Task brief:
Begin at the line containing "the oven control" and end at the final line of the entries. Please reproduce those lines exactly.

(Beginning of Source data)

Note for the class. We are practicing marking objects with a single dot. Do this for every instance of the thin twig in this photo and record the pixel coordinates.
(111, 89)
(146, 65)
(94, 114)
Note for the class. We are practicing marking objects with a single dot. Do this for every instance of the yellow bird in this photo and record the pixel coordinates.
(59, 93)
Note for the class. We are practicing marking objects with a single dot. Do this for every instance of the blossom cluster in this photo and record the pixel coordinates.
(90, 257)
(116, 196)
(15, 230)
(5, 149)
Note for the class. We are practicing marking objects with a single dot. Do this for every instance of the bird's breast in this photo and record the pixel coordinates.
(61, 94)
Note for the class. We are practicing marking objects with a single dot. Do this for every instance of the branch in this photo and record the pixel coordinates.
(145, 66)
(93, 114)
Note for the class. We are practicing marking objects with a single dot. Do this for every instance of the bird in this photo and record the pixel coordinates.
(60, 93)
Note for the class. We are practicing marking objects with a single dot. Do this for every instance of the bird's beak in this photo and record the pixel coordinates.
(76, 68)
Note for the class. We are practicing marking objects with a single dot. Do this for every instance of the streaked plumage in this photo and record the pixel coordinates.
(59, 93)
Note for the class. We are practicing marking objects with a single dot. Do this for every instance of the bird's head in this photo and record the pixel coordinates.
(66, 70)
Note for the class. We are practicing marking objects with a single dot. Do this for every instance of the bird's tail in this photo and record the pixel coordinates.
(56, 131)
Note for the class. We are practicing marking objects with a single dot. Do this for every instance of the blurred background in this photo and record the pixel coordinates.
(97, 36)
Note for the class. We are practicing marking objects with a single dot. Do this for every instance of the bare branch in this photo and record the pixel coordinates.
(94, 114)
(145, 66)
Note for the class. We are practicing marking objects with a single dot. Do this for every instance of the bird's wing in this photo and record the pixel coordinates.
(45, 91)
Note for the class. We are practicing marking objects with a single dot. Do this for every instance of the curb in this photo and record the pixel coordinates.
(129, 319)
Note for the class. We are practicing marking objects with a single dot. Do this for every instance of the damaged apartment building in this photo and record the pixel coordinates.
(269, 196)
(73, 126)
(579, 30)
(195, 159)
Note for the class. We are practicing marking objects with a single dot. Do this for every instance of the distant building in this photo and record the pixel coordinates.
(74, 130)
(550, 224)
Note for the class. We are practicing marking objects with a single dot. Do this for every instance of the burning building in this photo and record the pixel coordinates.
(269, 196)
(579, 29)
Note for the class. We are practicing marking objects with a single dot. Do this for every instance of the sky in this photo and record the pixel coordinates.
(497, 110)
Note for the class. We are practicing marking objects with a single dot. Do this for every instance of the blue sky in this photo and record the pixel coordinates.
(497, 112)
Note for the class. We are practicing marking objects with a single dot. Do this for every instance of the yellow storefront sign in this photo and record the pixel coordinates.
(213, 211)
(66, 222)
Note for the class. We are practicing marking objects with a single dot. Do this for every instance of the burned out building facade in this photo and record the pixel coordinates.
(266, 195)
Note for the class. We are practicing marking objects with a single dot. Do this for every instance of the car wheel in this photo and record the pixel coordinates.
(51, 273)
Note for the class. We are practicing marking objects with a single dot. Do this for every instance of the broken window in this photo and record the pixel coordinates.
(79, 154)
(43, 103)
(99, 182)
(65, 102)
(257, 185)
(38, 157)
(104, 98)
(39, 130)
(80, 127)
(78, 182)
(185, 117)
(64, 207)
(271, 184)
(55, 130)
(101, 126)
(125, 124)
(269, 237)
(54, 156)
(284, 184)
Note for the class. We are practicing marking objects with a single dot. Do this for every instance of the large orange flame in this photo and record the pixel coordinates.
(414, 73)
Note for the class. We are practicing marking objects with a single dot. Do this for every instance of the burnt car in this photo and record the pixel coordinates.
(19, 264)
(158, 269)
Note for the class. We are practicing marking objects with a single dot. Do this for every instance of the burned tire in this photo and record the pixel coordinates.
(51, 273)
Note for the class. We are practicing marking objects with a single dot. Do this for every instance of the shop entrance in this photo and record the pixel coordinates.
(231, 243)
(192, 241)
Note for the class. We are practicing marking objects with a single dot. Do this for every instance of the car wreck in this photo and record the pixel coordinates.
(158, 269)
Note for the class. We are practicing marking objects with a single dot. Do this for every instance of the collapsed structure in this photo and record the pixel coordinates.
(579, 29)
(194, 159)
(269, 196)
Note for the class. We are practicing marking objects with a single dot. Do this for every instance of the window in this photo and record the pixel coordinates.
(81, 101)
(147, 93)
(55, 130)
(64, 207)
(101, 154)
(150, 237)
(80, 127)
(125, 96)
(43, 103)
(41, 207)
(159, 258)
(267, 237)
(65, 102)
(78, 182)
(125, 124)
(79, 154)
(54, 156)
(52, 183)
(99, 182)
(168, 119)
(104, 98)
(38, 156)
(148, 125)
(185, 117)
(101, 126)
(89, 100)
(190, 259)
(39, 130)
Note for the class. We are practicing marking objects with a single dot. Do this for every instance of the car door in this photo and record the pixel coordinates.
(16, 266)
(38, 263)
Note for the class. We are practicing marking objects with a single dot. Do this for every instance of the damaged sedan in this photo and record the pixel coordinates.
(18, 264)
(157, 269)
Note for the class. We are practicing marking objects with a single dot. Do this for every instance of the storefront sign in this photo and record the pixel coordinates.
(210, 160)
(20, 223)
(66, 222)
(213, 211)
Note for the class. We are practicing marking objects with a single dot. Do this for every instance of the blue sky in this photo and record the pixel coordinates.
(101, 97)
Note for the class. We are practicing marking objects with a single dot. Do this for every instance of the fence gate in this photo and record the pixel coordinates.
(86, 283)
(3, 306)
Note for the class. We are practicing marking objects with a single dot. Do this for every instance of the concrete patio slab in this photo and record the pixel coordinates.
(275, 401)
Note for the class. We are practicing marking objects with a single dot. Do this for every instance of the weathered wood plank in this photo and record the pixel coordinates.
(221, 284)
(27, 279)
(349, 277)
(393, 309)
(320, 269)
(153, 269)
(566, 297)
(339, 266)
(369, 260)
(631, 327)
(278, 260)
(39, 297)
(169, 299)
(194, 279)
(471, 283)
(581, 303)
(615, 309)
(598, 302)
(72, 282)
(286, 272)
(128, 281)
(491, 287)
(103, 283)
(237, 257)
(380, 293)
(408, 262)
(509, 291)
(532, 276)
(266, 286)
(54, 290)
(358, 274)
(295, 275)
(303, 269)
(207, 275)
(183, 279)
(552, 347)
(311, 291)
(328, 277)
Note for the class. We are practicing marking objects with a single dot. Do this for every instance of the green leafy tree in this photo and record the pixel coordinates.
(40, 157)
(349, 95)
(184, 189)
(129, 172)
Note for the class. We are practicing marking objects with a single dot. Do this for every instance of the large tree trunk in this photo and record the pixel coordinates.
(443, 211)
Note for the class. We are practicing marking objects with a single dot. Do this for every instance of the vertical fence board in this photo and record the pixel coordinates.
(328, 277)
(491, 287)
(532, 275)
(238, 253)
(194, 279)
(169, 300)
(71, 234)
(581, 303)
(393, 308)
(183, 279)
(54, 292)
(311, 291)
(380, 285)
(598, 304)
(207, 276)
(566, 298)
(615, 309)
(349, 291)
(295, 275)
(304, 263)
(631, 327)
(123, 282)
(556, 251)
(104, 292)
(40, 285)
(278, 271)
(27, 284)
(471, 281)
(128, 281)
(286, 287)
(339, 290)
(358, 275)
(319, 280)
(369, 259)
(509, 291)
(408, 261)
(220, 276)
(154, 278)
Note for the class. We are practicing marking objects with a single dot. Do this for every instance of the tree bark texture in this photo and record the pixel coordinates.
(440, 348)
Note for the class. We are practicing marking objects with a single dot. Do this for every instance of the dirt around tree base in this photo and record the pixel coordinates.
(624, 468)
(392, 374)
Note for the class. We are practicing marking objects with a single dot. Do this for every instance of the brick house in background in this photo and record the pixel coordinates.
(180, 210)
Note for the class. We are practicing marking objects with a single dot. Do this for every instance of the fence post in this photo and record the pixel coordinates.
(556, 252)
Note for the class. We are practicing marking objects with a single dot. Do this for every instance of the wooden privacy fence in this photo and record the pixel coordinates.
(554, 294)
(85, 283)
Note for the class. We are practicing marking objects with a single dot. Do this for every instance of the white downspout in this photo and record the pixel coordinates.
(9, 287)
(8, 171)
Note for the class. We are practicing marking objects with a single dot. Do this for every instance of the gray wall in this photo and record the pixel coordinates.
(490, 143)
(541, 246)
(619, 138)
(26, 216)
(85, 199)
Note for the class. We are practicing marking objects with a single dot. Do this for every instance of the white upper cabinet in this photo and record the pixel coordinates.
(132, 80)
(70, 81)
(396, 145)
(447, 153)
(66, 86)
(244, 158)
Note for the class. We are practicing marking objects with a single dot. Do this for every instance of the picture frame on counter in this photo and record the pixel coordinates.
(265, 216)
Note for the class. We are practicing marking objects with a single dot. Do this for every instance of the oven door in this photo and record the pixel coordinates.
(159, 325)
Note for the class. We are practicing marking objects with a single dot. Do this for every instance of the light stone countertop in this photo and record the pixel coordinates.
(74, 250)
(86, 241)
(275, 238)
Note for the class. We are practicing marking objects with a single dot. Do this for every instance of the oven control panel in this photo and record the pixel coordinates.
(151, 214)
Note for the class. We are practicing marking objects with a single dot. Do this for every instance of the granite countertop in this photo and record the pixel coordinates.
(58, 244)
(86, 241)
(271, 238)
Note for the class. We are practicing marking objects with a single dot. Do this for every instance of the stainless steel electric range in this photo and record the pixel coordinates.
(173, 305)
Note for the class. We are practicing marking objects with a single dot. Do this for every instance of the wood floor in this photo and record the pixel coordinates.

(End of Source data)

Response to this task:
Note for the class. We are practicing marking objects with a single dot. Do this for every instance of the oven control panel in this photo and record the pixel coordinates.
(151, 214)
Note for the class. We are practicing marking objects with a single dot. Do this for every instance of the granite countertop in this photo and record the pixel coordinates.
(58, 244)
(86, 241)
(271, 238)
Note for the class. We are practicing marking objects with a single dot. Do this for every instance of the stainless steel electric range in this photo and record the pixel coordinates.
(173, 305)
Note for the class. We are practicing marking objects with a single dot. Do this for every instance of the wood floor in this photo and record the pixel coordinates.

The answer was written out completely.